## [GOAL OF THE EXERCISE]
Set down the lines of the data exactly, starting at the first and stopping after the line containing "Each instance receives one point. Annotate the concrete".

## [DATA FOR REVIEW]
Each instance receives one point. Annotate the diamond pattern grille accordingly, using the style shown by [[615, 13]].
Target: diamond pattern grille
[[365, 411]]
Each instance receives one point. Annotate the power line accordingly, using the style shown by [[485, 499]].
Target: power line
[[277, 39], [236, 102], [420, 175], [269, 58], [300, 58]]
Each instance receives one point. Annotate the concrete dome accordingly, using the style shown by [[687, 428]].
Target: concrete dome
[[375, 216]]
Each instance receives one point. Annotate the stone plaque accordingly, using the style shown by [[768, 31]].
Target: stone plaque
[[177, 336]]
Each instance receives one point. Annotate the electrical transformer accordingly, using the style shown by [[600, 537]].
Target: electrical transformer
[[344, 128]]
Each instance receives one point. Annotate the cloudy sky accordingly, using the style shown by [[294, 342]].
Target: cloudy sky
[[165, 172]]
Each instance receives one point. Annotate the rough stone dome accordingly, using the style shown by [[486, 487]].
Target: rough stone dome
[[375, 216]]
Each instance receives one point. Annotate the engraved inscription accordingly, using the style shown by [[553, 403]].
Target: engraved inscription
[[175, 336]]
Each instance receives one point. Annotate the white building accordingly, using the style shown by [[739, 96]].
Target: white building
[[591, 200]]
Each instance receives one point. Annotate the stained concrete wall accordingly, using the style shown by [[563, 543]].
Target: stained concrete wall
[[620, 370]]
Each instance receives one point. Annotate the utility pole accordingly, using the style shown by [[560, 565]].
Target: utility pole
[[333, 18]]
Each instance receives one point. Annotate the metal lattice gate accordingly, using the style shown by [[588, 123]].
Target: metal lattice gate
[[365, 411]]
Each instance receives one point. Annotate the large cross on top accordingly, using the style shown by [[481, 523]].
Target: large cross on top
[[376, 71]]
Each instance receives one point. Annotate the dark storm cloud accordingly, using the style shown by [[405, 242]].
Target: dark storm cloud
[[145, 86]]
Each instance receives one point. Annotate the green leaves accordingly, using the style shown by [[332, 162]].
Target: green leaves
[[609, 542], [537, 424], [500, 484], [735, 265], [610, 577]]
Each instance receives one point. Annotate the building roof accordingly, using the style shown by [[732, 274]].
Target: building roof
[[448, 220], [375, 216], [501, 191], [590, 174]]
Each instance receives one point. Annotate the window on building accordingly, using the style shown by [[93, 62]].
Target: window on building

## [PROBLEM SOLUTION]
Each instance receives one point. Annotate the diamond pattern grille accordingly, using the style shown by [[615, 13]].
Target: diamond pattern grille
[[365, 411]]
Each instance receives one point. Annotate the power line accordingly, using the style shown by [[485, 499]].
Target: power line
[[277, 39], [236, 102], [420, 175], [269, 58], [300, 58]]
Each instance receives one point. Annotate the concrete dome accordingly, using the style shown by [[687, 428]].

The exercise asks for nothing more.